--- BEGIN TEXT SEGMENT ---

When I came home I was an , had insecurity issues and pushed her to the point of breaking it off on the 4th of July. We have spent the whole summer apart. The first month, I begged, cried, pleaded and everything, but nothing worked, I know now (after this website) that pushed her away. The last 3 weeks I went NC, she called me 5 days ago, I didn't call her back, she called 2 days later 3 times and I talked to her about the relationship (don't know if this was a bad idea) and we ended up going to dinner a couple nights ago.

 

I really want her back and she knows this. She said she wants to go to school and do everything for herself. She said you won't be my friend? I told her I could not be her friend and mentioned "a friend would be happy for you if you found someone else" (don't know good or bad?). She said so you won't talk to me? I said no. She then said well what if I want to go on a date with you? I said yes (don't know good or bad?). She also said later she missed me, I said I miss you too, but that was it. I tried to be strong throughout dinner, but I would mess up (I think) when she would say like "I did nothing to end this, you did it all," and I said, "I know, I tell myself that everyday," looking not strong. I did tell her that I had been working out and other good stuff, I quit smoking weed, been eating healthy, working on myself, but I don't know if that mattered, because she's still in control of the situation, ya know?

--- END TEXT SEGMENT ---
--- BEGIN EXCERPTED DATA ---

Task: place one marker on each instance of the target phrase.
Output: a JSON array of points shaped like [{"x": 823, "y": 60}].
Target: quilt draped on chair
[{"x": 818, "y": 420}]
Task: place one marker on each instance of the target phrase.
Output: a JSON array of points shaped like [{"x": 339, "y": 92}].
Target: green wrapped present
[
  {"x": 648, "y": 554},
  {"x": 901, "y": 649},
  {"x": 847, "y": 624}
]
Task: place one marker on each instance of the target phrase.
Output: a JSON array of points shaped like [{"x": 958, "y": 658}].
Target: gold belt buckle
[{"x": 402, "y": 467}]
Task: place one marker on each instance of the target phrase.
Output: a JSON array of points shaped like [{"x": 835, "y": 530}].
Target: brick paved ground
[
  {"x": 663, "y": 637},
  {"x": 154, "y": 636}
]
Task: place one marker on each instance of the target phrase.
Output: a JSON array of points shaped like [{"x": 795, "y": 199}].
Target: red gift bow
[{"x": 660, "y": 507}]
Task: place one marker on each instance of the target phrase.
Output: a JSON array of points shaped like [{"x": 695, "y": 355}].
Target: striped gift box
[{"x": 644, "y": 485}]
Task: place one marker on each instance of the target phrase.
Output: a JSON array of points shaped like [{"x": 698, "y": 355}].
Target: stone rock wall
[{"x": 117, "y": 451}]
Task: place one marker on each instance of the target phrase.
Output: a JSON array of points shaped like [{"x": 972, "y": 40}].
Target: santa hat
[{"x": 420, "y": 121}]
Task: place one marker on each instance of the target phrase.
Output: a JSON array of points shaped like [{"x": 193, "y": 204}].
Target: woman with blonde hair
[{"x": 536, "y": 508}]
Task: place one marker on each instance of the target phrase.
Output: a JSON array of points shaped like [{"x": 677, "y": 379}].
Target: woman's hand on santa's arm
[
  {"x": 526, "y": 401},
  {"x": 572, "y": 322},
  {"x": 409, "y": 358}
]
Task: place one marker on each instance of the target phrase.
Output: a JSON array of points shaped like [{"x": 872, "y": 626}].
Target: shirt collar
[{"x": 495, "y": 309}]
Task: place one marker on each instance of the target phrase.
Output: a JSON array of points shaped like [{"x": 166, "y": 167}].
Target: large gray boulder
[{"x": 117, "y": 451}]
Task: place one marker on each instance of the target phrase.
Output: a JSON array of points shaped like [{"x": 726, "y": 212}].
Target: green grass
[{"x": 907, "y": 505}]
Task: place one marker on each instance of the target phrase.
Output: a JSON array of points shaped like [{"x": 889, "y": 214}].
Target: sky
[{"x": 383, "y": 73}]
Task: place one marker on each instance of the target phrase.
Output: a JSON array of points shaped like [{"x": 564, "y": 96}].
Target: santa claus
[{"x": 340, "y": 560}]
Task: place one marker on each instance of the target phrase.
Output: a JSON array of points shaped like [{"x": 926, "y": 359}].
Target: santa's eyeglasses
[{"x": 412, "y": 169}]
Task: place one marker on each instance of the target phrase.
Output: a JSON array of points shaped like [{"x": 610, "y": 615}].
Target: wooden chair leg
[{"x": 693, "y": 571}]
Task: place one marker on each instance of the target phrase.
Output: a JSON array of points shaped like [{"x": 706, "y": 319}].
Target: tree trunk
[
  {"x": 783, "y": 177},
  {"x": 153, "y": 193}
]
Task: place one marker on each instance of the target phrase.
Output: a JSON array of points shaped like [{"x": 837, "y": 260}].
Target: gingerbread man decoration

--- END EXCERPTED DATA ---

▶ _TASKS AND EXERCISES_
a) Retype the part of the post that begins at the words "When I came" and stops after "couple nights ago.".
b) Gather every line of the listing that contains the word "green".
The post and the listing come from unrelated sources.

▶ _SOLUTIONS FOR EACH TASK_
a)
When I came home I was an , had insecurity issues and pushed her to the point of breaking it off on the 4th of July. We have spent the whole summer apart. The first month, I begged, cried, pleaded and everything, but nothing worked, I know now (after this website) that pushed her away. The last 3 weeks I went NC, she called me 5 days ago, I didn't call her back, she called 2 days later 3 times and I talked to her about the relationship (don't know if this was a bad idea) and we ended up going to dinner a couple nights ago.

b)
Target: green wrapped present
Target: green grass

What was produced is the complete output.